What you are asked to do:
Output every record exactly and leave each picture out.

[Dataset entries]
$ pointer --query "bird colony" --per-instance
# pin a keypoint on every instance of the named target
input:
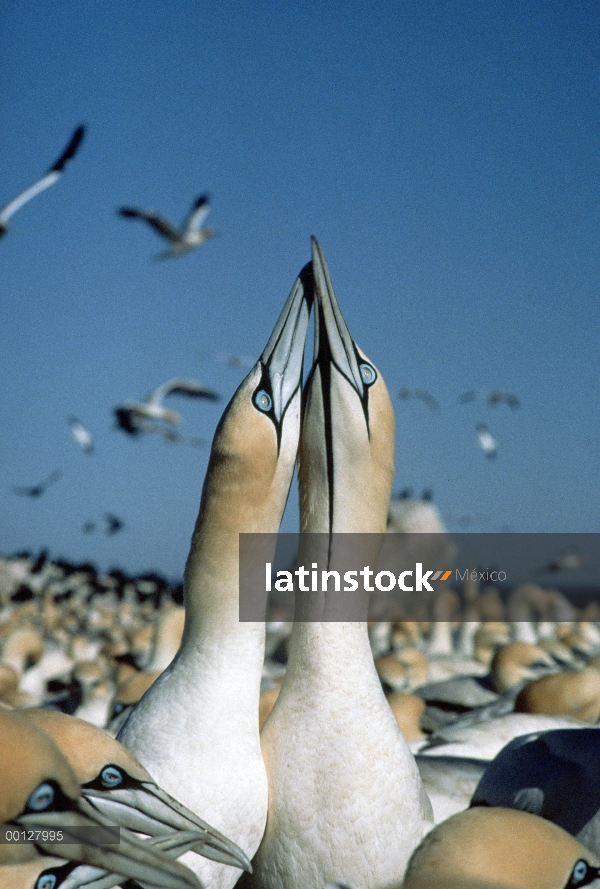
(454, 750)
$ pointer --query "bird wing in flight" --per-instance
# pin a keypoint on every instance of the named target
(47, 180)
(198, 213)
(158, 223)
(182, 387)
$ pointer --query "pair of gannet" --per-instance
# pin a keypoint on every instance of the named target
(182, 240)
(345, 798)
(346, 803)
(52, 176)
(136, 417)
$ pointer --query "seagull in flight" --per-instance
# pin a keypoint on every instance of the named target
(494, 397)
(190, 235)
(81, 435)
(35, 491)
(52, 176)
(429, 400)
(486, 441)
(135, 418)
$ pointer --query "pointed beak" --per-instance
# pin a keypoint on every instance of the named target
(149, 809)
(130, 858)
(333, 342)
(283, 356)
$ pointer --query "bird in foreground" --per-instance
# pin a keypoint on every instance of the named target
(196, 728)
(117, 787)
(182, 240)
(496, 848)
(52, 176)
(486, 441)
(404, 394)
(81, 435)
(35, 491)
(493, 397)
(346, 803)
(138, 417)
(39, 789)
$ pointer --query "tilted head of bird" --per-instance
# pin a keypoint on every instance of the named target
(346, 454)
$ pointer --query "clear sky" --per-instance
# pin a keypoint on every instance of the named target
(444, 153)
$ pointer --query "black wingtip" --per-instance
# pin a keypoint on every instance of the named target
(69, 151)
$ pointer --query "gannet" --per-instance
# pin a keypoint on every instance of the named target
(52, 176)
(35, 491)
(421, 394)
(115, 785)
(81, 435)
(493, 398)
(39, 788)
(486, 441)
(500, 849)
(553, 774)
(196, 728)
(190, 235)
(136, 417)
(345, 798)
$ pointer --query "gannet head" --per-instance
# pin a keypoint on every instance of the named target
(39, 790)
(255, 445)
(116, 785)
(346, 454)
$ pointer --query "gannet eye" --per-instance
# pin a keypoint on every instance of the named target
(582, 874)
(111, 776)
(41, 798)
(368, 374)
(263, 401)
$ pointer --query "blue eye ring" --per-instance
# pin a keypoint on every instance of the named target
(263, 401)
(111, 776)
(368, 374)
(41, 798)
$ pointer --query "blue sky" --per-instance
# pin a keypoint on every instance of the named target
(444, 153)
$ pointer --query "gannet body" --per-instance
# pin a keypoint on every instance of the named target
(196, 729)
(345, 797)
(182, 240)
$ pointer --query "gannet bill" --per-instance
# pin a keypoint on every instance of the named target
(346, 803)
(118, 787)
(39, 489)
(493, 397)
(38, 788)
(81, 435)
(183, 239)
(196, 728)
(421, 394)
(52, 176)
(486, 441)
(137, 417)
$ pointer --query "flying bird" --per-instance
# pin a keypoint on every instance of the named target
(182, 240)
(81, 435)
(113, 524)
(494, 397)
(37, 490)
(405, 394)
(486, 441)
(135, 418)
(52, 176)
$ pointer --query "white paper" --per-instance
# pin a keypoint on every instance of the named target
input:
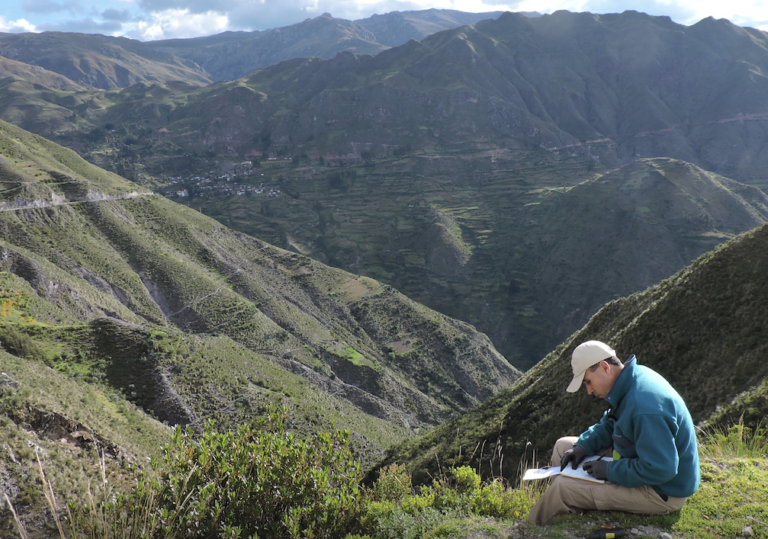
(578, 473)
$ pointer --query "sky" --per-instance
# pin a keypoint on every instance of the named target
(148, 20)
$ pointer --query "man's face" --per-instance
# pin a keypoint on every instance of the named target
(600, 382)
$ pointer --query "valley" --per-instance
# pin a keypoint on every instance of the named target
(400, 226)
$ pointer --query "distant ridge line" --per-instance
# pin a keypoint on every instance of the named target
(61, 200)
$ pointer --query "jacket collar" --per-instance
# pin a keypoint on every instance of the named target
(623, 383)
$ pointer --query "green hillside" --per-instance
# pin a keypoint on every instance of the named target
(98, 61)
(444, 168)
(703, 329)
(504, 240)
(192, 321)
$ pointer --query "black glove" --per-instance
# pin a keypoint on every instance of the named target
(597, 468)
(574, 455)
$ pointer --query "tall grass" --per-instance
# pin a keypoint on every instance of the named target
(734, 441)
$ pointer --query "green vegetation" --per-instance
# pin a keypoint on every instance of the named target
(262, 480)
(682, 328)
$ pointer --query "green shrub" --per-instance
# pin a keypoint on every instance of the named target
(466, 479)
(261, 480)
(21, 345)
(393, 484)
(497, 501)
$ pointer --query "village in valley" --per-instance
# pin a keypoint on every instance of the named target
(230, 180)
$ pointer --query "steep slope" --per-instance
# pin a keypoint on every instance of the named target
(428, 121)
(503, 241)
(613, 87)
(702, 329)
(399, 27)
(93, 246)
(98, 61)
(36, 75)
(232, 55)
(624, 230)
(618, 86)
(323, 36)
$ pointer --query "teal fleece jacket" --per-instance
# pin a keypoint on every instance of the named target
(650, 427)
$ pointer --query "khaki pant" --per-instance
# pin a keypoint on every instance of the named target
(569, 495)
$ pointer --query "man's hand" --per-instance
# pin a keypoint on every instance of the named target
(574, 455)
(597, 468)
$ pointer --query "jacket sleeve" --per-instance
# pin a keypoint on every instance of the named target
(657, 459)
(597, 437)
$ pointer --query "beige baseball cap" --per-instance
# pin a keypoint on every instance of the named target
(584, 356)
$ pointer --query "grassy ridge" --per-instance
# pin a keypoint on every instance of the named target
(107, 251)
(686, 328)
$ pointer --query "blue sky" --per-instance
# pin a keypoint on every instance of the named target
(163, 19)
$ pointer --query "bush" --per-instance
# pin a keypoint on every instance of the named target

Output below:
$ pointer --query "bird colony" --per-instance
# pin a keypoint on every instance of the named target
input:
(454, 750)
$ pointer --query "bird wing in flight" --per-instance
# pin a keypoint on every instance of the named target
(47, 180)
(198, 213)
(158, 223)
(182, 387)
$ pointer --query "pair of gannet" --per-instance
# pin a keypoint on every instance of the named target
(182, 240)
(345, 798)
(346, 803)
(52, 176)
(136, 417)
$ pointer --query "seagull in flight" --per-instance
# pin a keypoint on every instance of the named target
(494, 397)
(190, 235)
(81, 435)
(35, 491)
(52, 176)
(429, 400)
(486, 441)
(135, 418)
$ pointer --query "pointed beak" --per-instance
# pin a keypoint on every instance of the named target
(149, 809)
(130, 858)
(333, 342)
(283, 356)
$ pointer --query "bird in foreground" --per-instance
# pin a keypoint on every instance of the named target
(196, 728)
(117, 787)
(182, 240)
(496, 848)
(52, 176)
(486, 441)
(404, 394)
(81, 435)
(35, 491)
(493, 397)
(346, 803)
(138, 417)
(39, 789)
$ pointer --query "tilted head of bird" --per-instance
# pin a keypoint on every instance of the named target
(346, 454)
$ pointer --query "clear sky" --per-instance
# pin a keypoint on every instance of the named target
(444, 153)
$ pointer --query "black wingtip" --per-instance
# pin a keypoint on every instance of the named target
(69, 151)
$ pointer --query "gannet" --per-instance
# pin a keypoint on every instance of the named target
(52, 176)
(35, 491)
(421, 394)
(115, 785)
(81, 435)
(493, 398)
(39, 788)
(486, 441)
(500, 849)
(553, 774)
(196, 728)
(190, 235)
(136, 417)
(345, 798)
$ pointer --query "gannet head" --per-instance
# pin a keypoint on every instance of the named target
(39, 790)
(255, 445)
(116, 785)
(346, 454)
$ pointer --query "gannet eye" --per-instance
# pin a keypoint on every instance of the named target
(582, 874)
(111, 776)
(41, 798)
(368, 374)
(263, 401)
$ pointer --query "blue eye ring" --per-instance
# pin a keypoint on every instance of the named target
(263, 401)
(111, 776)
(368, 374)
(41, 798)
$ pointer --query "blue sky" --per-instance
# pin a keypoint on every instance of the named target
(444, 153)
$ pointer --query "gannet body" --per-instance
# pin a keypoint on every instance of the named target
(196, 729)
(345, 797)
(182, 240)
$ pointer --query "gannet bill" --per-instance
# pin a keypoint on every instance of the named target
(346, 803)
(118, 787)
(39, 489)
(493, 397)
(38, 788)
(81, 435)
(183, 239)
(196, 728)
(421, 394)
(52, 176)
(486, 441)
(137, 417)
$ pointer --query "flying bird" --per-instance
# pin a keypoint on every instance of the named target
(182, 240)
(81, 435)
(113, 524)
(494, 397)
(37, 490)
(405, 394)
(486, 441)
(135, 418)
(52, 176)
$ pointer --query "white paper" --per-instance
# pin a keypoint on every instance of the named target
input:
(578, 473)
$ pointer --query "sky" --per-instance
# pin a keypoint on every instance of the named target
(148, 20)
$ pointer --query "man's face" --per-instance
# pin a keypoint on every instance of the named target
(600, 382)
$ pointer --query "valley" --per-instance
# pin a keypoint on every instance of the named target
(400, 226)
$ pointer --query "distant ridge line" --per-instance
# pin a keypoint on every instance of the named target
(61, 200)
$ pointer --query "jacket collar" --per-instance
# pin a keypoint on every instance of the named target
(623, 383)
$ pointer --query "green hillside" --per-instance
# pin a keypoint on every instance of the named target
(98, 61)
(444, 168)
(703, 329)
(504, 240)
(192, 321)
$ pointer --query "black glove" --per-instance
# pin a keypoint on every instance of the named target
(597, 468)
(574, 455)
$ pointer --query "tall grass" --per-instance
# pin a keypoint on every instance of the named target
(734, 441)
$ pointer --query "green vegetation" --per-instance
# pin a keypoint on every instance of the named target
(262, 480)
(682, 328)
$ pointer --query "green shrub" --per-instance
# pin a keypoint on every instance of the named target
(466, 479)
(261, 480)
(21, 345)
(393, 484)
(497, 501)
$ pointer --query "village in valley" --per-instance
# pin a keypoint on every instance of the named target
(230, 180)
$ pointer --query "steep slope" --per-instance
# pin a keypoint on every instance of the named target
(428, 121)
(503, 241)
(613, 87)
(702, 329)
(399, 27)
(93, 246)
(98, 61)
(36, 75)
(232, 55)
(624, 230)
(618, 86)
(323, 36)
$ pointer --query "teal fleece jacket" --per-instance
# pin a keypoint on every instance of the named target
(650, 427)
$ pointer --query "khaki pant" --per-instance
# pin a keypoint on every instance of the named target
(569, 495)
$ pointer --query "man's hand" --per-instance
# pin a keypoint on every instance of the named target
(574, 455)
(597, 468)
$ pointer --query "jacket sleeve" --per-instance
# pin a keypoint on every instance of the named target
(657, 459)
(597, 437)
$ pointer --query "beige baseball cap" --per-instance
# pin a keypoint on every instance of the named target
(584, 356)
$ pointer --query "grassy ridge" --per-instance
# pin a keypoint on every instance of the named target
(107, 251)
(686, 328)
$ pointer --query "blue sky" --per-instance
# pin a keypoint on every instance of the named target
(163, 19)
$ pointer --query "bush" --per-instance
# pin a keypoint on every instance of the named target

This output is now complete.